[LISTED RECORDS Boundary: Start]

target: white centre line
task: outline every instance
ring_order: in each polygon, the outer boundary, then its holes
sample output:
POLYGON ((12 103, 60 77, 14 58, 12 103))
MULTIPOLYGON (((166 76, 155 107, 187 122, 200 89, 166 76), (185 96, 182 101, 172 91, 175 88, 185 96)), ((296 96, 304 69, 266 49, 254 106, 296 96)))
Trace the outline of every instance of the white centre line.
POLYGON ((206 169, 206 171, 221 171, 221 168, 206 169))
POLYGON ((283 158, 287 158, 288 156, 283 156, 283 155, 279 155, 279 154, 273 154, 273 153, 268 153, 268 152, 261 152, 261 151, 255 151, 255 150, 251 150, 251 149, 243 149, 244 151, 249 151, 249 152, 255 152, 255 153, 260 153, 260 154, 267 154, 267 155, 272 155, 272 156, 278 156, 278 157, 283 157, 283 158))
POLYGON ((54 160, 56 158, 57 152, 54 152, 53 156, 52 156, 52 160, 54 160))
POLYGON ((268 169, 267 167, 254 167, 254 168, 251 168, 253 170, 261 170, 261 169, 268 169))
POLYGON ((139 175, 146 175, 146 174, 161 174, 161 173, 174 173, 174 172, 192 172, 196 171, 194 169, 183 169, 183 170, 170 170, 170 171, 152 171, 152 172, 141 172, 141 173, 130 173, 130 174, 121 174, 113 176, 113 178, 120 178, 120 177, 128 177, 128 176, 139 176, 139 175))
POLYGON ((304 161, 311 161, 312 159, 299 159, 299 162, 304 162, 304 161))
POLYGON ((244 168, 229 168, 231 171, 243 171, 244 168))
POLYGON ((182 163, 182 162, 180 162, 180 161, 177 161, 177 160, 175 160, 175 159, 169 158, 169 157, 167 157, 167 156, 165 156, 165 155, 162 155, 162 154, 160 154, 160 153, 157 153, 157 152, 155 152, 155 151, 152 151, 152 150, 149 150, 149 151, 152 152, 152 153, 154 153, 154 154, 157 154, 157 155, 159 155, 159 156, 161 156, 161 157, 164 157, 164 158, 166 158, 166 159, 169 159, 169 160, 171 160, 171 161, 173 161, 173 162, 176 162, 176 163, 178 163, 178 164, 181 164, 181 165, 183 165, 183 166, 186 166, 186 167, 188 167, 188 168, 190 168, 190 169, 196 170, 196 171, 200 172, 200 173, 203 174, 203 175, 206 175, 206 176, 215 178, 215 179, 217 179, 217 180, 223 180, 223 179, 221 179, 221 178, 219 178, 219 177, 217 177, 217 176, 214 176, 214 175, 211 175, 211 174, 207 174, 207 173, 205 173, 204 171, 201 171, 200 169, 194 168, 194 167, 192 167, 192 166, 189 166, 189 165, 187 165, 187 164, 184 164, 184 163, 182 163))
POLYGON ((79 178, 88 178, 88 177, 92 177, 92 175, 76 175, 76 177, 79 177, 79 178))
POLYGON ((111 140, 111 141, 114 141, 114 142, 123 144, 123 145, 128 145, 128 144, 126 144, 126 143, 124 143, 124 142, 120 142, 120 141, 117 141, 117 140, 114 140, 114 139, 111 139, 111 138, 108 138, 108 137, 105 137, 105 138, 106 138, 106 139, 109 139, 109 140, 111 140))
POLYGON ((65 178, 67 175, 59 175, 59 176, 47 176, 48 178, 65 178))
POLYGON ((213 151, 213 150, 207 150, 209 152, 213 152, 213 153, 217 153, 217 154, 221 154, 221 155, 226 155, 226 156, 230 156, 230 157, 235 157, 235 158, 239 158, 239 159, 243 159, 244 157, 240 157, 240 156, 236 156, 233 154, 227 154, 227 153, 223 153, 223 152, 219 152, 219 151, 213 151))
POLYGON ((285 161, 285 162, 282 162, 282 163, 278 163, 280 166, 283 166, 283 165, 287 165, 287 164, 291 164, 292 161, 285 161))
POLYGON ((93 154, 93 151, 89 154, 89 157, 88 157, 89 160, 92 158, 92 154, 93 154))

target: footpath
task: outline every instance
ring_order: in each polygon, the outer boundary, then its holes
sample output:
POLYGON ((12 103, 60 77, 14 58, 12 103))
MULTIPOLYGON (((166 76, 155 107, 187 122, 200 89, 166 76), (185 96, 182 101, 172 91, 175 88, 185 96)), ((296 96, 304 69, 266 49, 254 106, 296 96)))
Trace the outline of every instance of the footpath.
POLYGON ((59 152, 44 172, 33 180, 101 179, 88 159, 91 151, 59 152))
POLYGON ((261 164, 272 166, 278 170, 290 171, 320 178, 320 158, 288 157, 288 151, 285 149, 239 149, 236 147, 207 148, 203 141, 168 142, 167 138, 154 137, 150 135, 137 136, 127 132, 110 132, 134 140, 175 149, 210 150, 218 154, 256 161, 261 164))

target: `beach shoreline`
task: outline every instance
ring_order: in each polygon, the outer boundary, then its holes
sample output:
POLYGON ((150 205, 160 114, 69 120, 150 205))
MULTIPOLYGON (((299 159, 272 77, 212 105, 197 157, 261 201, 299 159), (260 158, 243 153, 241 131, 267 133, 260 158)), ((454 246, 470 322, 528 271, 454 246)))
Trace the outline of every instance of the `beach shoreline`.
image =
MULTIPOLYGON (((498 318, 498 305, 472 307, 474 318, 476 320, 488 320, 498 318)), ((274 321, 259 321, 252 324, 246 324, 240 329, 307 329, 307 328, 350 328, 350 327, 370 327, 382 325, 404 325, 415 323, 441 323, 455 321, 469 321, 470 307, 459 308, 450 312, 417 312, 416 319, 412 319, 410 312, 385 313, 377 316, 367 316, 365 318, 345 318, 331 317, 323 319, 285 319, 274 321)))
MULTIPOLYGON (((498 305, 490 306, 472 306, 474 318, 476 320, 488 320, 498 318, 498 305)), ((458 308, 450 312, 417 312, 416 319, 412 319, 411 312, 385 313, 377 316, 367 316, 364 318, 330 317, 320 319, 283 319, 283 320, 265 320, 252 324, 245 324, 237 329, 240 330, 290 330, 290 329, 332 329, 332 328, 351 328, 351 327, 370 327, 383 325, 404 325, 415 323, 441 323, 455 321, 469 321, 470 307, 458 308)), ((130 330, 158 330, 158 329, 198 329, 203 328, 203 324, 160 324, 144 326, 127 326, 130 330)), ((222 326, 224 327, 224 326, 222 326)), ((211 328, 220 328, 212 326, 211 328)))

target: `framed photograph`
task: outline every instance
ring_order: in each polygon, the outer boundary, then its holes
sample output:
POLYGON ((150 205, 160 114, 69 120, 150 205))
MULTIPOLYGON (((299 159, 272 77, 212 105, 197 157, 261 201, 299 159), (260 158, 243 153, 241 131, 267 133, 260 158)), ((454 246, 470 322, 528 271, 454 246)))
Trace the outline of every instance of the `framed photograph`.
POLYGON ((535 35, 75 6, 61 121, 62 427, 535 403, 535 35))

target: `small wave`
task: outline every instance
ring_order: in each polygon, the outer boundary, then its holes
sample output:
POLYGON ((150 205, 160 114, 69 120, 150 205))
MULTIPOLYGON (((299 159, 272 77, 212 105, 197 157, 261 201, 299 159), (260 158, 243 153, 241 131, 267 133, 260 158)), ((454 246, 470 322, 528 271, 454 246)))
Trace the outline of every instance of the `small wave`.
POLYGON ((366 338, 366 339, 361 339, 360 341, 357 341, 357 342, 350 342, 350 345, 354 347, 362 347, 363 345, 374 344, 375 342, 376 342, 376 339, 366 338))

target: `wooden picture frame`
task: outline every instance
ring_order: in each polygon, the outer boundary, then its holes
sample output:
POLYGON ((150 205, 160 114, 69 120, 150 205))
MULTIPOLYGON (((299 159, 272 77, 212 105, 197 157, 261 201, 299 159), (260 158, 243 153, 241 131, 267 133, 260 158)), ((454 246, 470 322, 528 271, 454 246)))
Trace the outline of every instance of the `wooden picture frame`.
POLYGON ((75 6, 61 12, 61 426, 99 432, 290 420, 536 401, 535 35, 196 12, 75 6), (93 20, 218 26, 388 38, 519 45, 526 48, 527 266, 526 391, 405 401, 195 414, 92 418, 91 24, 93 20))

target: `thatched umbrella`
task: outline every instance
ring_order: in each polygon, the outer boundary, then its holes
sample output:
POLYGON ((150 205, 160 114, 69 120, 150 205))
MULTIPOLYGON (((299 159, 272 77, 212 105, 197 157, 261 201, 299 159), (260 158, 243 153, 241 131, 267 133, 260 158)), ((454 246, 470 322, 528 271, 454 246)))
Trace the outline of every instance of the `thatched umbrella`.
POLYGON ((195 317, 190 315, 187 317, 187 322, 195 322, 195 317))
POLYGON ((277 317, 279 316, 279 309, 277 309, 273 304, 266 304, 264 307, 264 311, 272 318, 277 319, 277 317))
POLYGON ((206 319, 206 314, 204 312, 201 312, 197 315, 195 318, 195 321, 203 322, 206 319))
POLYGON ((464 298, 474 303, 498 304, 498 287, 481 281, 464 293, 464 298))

[LISTED RECORDS Boundary: End]

**WHAT IS NEEDED**:
Find the lines above that contain "beach" and report their number, without comment.

**FINISHED TASK**:
2